Coordinate annotation records:

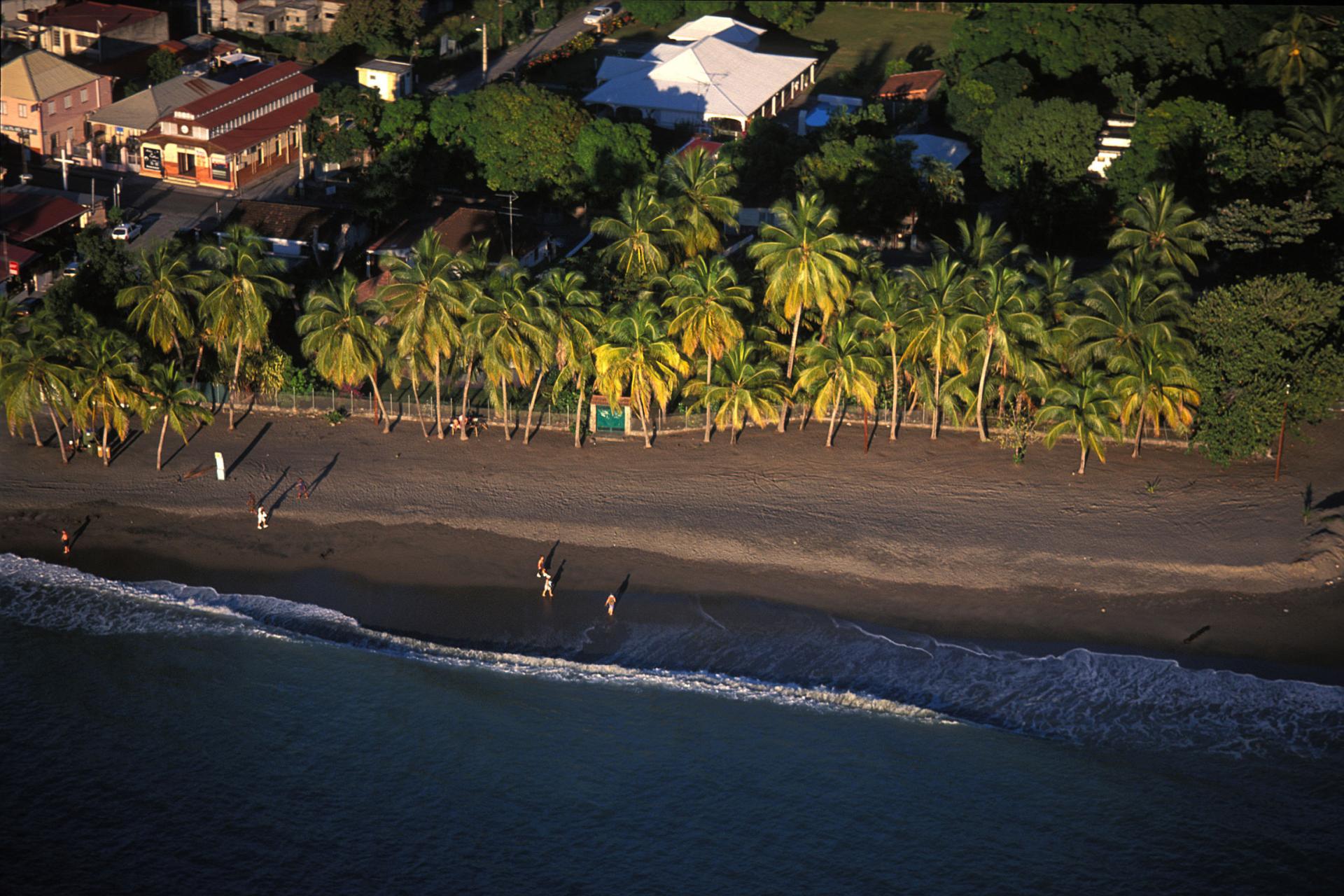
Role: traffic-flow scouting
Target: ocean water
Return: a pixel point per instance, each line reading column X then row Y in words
column 163, row 739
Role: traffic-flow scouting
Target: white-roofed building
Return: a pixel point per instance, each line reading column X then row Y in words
column 711, row 80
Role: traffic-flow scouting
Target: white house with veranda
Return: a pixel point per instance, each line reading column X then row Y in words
column 711, row 73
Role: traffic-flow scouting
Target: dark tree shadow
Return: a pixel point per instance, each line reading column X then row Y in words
column 257, row 438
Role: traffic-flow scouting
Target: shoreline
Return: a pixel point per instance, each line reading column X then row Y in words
column 945, row 538
column 475, row 589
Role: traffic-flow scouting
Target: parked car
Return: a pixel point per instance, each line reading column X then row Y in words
column 597, row 15
column 127, row 232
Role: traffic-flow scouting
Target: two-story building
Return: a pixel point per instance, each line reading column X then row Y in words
column 234, row 134
column 45, row 101
column 99, row 31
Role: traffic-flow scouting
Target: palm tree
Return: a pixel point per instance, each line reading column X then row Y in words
column 1156, row 386
column 162, row 301
column 981, row 245
column 1161, row 229
column 804, row 261
column 939, row 292
column 698, row 187
column 108, row 384
column 1319, row 121
column 999, row 316
column 1292, row 49
column 575, row 321
column 841, row 367
column 426, row 298
column 1084, row 407
column 1124, row 308
column 167, row 400
column 881, row 305
column 343, row 337
column 638, row 358
column 512, row 340
column 643, row 234
column 702, row 298
column 741, row 388
column 242, row 282
column 33, row 378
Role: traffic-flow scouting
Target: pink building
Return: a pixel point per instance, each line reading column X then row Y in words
column 45, row 101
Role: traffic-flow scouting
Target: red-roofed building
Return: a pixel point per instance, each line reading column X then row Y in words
column 99, row 31
column 229, row 137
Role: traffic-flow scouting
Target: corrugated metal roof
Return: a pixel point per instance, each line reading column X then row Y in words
column 39, row 76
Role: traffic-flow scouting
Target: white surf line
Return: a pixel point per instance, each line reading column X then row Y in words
column 879, row 637
column 701, row 609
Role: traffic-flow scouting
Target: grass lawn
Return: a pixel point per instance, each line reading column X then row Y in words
column 869, row 36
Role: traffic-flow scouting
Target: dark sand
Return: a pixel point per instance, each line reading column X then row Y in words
column 945, row 538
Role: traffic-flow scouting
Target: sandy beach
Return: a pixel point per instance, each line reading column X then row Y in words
column 946, row 538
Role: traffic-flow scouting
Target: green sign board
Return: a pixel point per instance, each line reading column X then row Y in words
column 610, row 419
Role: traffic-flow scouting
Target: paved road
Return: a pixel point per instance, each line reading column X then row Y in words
column 517, row 55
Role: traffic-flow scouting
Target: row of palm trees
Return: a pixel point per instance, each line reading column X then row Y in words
column 983, row 331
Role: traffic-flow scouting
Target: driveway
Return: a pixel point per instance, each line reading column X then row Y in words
column 518, row 54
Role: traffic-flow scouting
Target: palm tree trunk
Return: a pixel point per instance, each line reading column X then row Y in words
column 527, row 430
column 438, row 405
column 233, row 384
column 61, row 441
column 895, row 393
column 788, row 375
column 387, row 425
column 937, row 398
column 835, row 418
column 708, row 371
column 578, row 416
column 980, row 391
column 467, row 388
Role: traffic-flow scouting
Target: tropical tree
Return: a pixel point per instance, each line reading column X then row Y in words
column 742, row 388
column 698, row 187
column 512, row 342
column 342, row 335
column 702, row 298
column 640, row 359
column 804, row 262
column 999, row 317
column 1161, row 230
column 839, row 368
column 1155, row 386
column 882, row 301
column 644, row 234
column 168, row 400
column 426, row 298
column 1292, row 50
column 1081, row 406
column 574, row 327
column 35, row 377
column 108, row 386
column 937, row 292
column 160, row 304
column 241, row 284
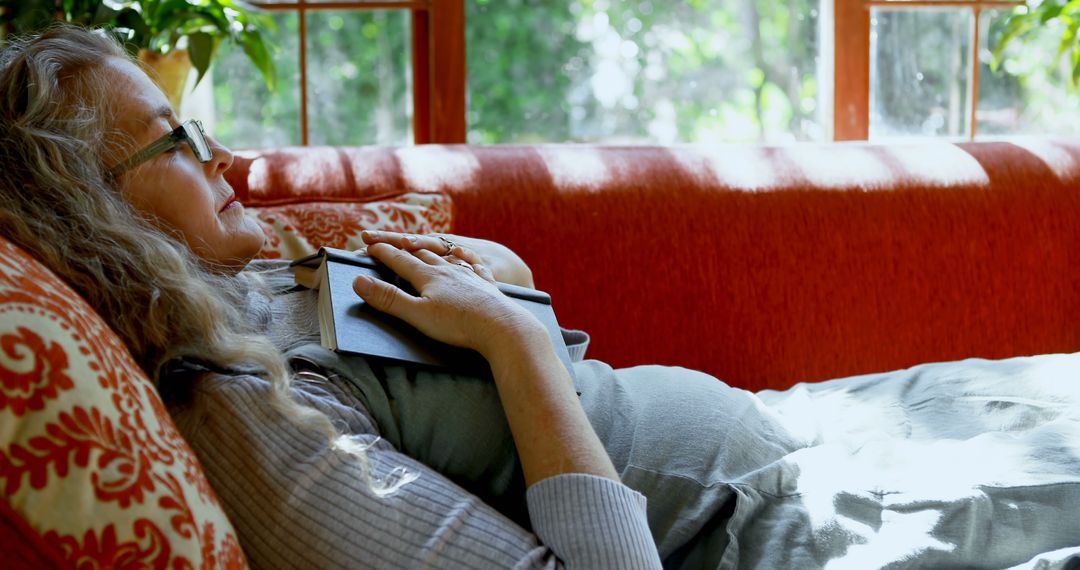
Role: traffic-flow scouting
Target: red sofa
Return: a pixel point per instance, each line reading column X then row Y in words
column 763, row 266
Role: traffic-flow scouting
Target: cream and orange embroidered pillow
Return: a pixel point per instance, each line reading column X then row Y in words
column 89, row 456
column 296, row 230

▶ **WHAT IS REQUIRED**:
Retype every record above exactly as written, but leave out the pictures.

▶ **EXERCISE SOLUTION**:
Role: traffic-flow scouting
Target: ocean water
Return: a pixel point per instance, each line reading column X then row Y in words
column 163, row 739
Role: traffic-flow scouting
Target: white-roofed building
Return: a pixel point per instance, each line reading column X then row Y in words
column 711, row 80
Role: traffic-flow scouting
Target: white house with veranda
Return: a pixel point per instance, each line reading column X then row Y in words
column 711, row 73
Role: traffic-flow scouting
Target: dark tree shadow
Return: a pixel point per instance, each line reading column X then row Y in words
column 257, row 438
Role: traffic-flow scouting
Target: shoreline
Return: a pixel point per instance, each line reading column X then row Y in words
column 945, row 538
column 475, row 589
Role: traffic-flow scouting
Target: parked car
Return: a pixel point per instance, each line reading column X then row Y in words
column 597, row 15
column 127, row 232
Role: traffic-flow scouting
Target: two-story building
Return: a pixel point per instance, each line reading column X then row Y in words
column 234, row 134
column 45, row 101
column 99, row 31
Role: traffic-flow scouting
Target: palm tree
Return: a pixel point per instance, each line reading column X then row Y in words
column 1156, row 386
column 162, row 301
column 981, row 245
column 1161, row 229
column 804, row 261
column 939, row 292
column 698, row 187
column 108, row 384
column 1319, row 121
column 999, row 316
column 1292, row 49
column 575, row 321
column 841, row 367
column 426, row 298
column 1084, row 407
column 1124, row 308
column 167, row 400
column 881, row 305
column 343, row 337
column 638, row 358
column 512, row 340
column 643, row 234
column 702, row 298
column 741, row 388
column 242, row 282
column 33, row 378
Role: traffic-flow scouting
Target: pink building
Return: a pixel point per instance, each line reading column X then row Y in words
column 45, row 101
Role: traffic-flow scouting
Target: red-roofed building
Return: a pixel point per instance, each line reading column X then row Y in words
column 99, row 31
column 229, row 137
Role: traffic-flow scouting
Target: corrugated metal roof
Return: a pixel point per instance, each line reading column X then row Y in words
column 39, row 76
Role: traffic-flow scouting
Target: white surf line
Return: a pixel point per instance, each line reading column X then row Y in words
column 879, row 637
column 701, row 609
Role: traffic-flow scouting
Target: grass lawn
Return: a pixel point per instance, each line reading column X then row Y in words
column 869, row 36
Role: traffic-flow scouting
Target: dark sand
Return: a pixel point per instance, each line reading column X then row Y in words
column 945, row 538
Role: traffic-flow scouting
Target: sandy beach
Return: a pixel point per instance, each line reading column X then row Y in words
column 946, row 538
Role: traffic-flow scouting
Target: green sign board
Return: a pixel point per instance, each line reading column X then row Y in words
column 610, row 419
Role: traffic-flow scouting
Target: paved road
Return: a pixel point per instance, each line reading column X then row Y in words
column 517, row 55
Role: traffic-flow scouting
Target: row of palm trees
Return: a pixel point per instance, each line reading column X then row Y in words
column 983, row 331
Role: traffic-flow scouting
Target: driveway
Return: a pixel point per instance, each line reading column X then row Y in words
column 518, row 54
Role: traffic-flow scouting
Target: palm tree trunk
Return: a pixel point per instance, each line reading column X then row Y in words
column 527, row 430
column 438, row 405
column 233, row 384
column 61, row 441
column 895, row 393
column 788, row 375
column 387, row 425
column 937, row 398
column 835, row 418
column 708, row 371
column 578, row 416
column 980, row 391
column 467, row 388
Role: traffic-flow scouting
Target: tropical tree
Return: a pixel point per instance, each line reading column X then row Y in words
column 742, row 388
column 698, row 187
column 512, row 342
column 342, row 335
column 702, row 298
column 640, row 359
column 804, row 262
column 999, row 317
column 1161, row 230
column 839, row 368
column 1155, row 386
column 882, row 301
column 644, row 234
column 168, row 400
column 426, row 298
column 1292, row 50
column 1081, row 406
column 574, row 327
column 35, row 377
column 108, row 386
column 937, row 292
column 160, row 304
column 241, row 284
Role: traffic-flow scouting
Target: red sofa
Return: a pixel point per instance, each line reading column X then row Y in words
column 763, row 266
Role: traffic-flow scouting
Target: cream and orange embroidered pillow
Return: a pixel point per instance, each line reading column X then row Y in words
column 89, row 456
column 296, row 230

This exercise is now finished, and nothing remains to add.